In This Exhibition
Past Works
Constantly drawing from surrealism, I have great respect for the subconscious. Much of my work is born of techniques like automatic drawing, dream journaling, and chance operations. My work is almost always exploratory; rather than computationally working through a predefined set of ideas, I react. I search. I set out to ask fresh and potent questions with each piece of work. They don’t often come with an answer key, and in fact, often require a bit of “chewing”. I’m not interested in spoon-feeding ideas to people.
My practice spans a variety of mediums, from traditional oil paintings on handmade canvases, to hand-poked tattoos and biological sculptures. I enjoy doing things myself, with little mechanical assistance. It’s certainly faster and easier to tattoo with a reciprocating electrical machine or order premade canvases on Amazon, but I would argue that something is lost in this delegation (avoidance) of labor. Mundane, repetitive tasks take on the role of meditative exercises, and I find that this allows me to connect more deeply with my craft while also shouldering more of the burden/responsibility of production.
Through my process, common threads have emerged. These include thoughts about time on a planetary or evolutionary scale, and the exponential, fractal, and self-reflective/self-reflexive qualities of nature. I’m also interested in exploring the formation of language and identity and characterizing both as ultimately deficient enterprises. I’m constantly drawn back to the acutely individualized, but also broadly shared experience of existing within a body and using it.
The Western World loves to romanticize and insist upon the connection of our egos (or essence) to our minds, and our minds to our brains and subsequent bodies. This cannot be the only way. We must resist this imposed, surface-level existence, and insist upon a relationship with and interrogation of the (multiple) self that is housed in, but not inherently tied to the body. I ask myself: How can I distill this feeling into an image? How can I make others see the multitude of humanity in themselves and the dimensionality of themselves in the rest of humanity?
I enjoy engaging with mythical, absurdist, and ironic images that disconcert. I’m excited by what happens when a person is forced to confront an aspect of themselves in a work of art and re-examine their relationship to a closely held idea. My goal as an artist is to sometimes gently, and other times more forcefully, remind viewers of the spectacular happenings of the universe around us, as well as of the random impossibility and absurd beauty of human existence.

==================================================

Task goal:
Render this sentence from the artist statement above in Spanish: "I enjoy doing things myself, with little mechanical assistance."

[Records taken from a dataset]

==================================================

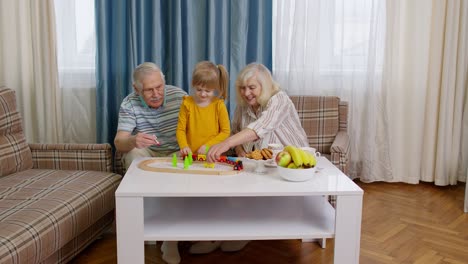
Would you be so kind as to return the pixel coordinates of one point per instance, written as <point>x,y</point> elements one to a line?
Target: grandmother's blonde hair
<point>269,86</point>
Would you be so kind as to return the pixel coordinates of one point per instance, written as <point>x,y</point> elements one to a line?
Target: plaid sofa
<point>325,121</point>
<point>55,199</point>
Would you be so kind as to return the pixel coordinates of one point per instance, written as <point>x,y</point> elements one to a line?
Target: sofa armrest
<point>340,151</point>
<point>96,157</point>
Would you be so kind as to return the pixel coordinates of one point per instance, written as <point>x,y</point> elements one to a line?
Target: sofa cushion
<point>16,155</point>
<point>319,117</point>
<point>43,210</point>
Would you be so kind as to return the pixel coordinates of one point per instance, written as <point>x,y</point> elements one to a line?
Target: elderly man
<point>147,125</point>
<point>148,116</point>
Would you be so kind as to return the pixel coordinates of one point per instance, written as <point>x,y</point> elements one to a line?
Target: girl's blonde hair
<point>263,76</point>
<point>207,74</point>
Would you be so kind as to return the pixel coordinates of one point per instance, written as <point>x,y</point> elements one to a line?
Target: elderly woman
<point>264,115</point>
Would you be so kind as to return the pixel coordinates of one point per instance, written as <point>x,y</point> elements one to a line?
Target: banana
<point>305,158</point>
<point>313,160</point>
<point>295,155</point>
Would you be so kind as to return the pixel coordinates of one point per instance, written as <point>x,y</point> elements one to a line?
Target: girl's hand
<point>216,151</point>
<point>202,150</point>
<point>185,151</point>
<point>240,151</point>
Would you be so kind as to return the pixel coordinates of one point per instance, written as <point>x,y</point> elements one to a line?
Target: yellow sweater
<point>199,126</point>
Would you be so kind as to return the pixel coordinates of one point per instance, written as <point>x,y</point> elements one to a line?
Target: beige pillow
<point>15,154</point>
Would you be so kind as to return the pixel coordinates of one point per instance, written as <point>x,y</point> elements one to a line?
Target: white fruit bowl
<point>296,174</point>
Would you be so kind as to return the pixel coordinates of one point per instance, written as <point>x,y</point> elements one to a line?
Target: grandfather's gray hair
<point>144,69</point>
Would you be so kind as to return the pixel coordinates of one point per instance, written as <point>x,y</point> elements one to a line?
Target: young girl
<point>203,122</point>
<point>203,117</point>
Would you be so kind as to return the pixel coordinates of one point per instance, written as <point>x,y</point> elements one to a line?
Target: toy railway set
<point>194,164</point>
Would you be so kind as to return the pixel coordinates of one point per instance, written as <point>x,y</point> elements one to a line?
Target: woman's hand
<point>216,151</point>
<point>185,151</point>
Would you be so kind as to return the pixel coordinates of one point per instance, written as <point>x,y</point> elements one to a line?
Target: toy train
<point>234,161</point>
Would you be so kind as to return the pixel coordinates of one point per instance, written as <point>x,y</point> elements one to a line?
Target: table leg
<point>348,229</point>
<point>130,226</point>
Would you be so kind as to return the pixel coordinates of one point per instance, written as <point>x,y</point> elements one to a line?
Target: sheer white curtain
<point>29,66</point>
<point>402,65</point>
<point>337,48</point>
<point>76,44</point>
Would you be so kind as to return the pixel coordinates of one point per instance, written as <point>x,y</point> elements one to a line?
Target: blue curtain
<point>175,34</point>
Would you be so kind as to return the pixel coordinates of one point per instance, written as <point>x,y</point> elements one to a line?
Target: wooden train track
<point>144,165</point>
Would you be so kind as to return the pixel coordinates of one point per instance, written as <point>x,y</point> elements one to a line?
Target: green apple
<point>283,158</point>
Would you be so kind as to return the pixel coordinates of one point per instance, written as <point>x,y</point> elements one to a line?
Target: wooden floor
<point>401,223</point>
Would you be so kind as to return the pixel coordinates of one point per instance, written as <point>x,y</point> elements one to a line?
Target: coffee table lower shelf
<point>237,218</point>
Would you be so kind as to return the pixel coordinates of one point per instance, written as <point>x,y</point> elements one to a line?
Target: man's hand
<point>143,140</point>
<point>202,150</point>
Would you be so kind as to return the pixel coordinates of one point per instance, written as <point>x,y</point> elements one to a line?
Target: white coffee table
<point>166,206</point>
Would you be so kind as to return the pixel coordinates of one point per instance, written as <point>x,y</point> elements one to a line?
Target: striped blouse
<point>277,122</point>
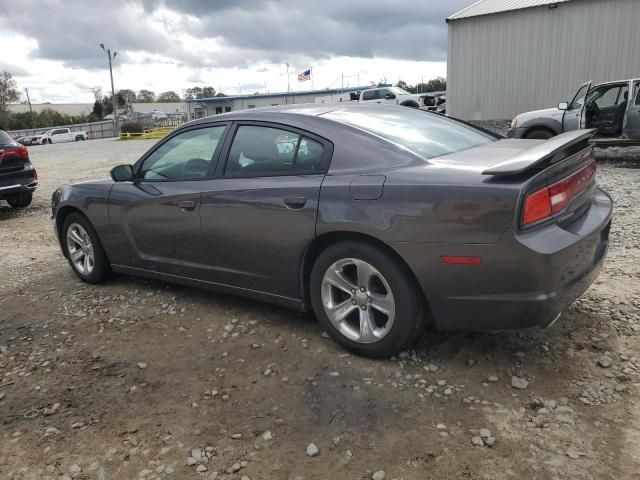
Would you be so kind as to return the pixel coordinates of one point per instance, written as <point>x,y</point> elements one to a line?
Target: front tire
<point>84,250</point>
<point>20,200</point>
<point>366,300</point>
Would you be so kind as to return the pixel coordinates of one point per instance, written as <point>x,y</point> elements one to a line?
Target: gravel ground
<point>142,379</point>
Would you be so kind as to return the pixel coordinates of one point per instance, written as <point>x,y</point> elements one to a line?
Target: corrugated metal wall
<point>504,64</point>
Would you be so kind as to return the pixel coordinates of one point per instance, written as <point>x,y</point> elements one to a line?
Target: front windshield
<point>427,134</point>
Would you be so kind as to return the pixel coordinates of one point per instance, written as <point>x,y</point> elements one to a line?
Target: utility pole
<point>33,122</point>
<point>113,91</point>
<point>288,87</point>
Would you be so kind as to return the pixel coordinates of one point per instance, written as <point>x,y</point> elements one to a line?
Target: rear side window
<point>427,134</point>
<point>188,155</point>
<point>262,151</point>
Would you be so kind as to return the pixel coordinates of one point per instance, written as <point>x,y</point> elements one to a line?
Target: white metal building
<point>510,56</point>
<point>211,106</point>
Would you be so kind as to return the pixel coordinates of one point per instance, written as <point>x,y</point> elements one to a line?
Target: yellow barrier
<point>151,133</point>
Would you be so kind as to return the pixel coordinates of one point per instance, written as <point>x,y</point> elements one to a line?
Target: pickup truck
<point>612,108</point>
<point>59,135</point>
<point>394,96</point>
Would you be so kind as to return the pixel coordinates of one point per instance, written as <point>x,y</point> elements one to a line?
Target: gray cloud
<point>251,31</point>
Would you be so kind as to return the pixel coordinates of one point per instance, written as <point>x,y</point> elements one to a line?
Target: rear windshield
<point>429,135</point>
<point>5,138</point>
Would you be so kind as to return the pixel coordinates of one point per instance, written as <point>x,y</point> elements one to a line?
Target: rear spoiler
<point>531,157</point>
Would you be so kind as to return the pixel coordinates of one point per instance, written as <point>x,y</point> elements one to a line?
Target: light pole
<point>113,92</point>
<point>288,87</point>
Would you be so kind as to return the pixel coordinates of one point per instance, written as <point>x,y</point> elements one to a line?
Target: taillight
<point>17,151</point>
<point>553,198</point>
<point>537,206</point>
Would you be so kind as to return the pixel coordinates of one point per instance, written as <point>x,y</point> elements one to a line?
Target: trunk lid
<point>555,178</point>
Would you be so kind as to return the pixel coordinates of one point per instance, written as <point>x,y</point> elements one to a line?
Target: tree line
<point>438,84</point>
<point>103,105</point>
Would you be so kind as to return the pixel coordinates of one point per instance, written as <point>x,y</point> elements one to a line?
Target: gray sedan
<point>379,218</point>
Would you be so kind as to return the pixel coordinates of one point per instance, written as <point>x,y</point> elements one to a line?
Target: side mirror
<point>122,173</point>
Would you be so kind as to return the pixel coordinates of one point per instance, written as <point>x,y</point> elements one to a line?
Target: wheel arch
<point>321,242</point>
<point>542,128</point>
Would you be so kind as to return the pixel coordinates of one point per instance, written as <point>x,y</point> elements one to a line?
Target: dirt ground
<point>142,379</point>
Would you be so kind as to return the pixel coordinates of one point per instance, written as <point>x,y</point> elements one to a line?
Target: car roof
<point>294,111</point>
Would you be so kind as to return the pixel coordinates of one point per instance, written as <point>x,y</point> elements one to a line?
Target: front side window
<point>262,151</point>
<point>185,156</point>
<point>578,100</point>
<point>429,135</point>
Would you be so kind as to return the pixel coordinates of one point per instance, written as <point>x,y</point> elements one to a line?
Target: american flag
<point>304,76</point>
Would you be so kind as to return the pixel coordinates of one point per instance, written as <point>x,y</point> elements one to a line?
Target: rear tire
<point>375,281</point>
<point>539,134</point>
<point>83,249</point>
<point>20,200</point>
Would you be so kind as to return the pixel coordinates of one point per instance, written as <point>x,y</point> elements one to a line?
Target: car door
<point>573,118</point>
<point>632,126</point>
<point>156,217</point>
<point>259,213</point>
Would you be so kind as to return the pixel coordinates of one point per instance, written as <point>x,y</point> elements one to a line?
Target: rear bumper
<point>525,280</point>
<point>12,186</point>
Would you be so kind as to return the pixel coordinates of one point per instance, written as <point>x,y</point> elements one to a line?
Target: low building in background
<point>204,107</point>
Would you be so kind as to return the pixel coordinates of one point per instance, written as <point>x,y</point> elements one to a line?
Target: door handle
<point>187,205</point>
<point>295,202</point>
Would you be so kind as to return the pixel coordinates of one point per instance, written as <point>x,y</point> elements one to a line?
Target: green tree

==================================================

Written answer:
Me gusta hacer las cosas por mi cuenta, con poca ayuda mecánica.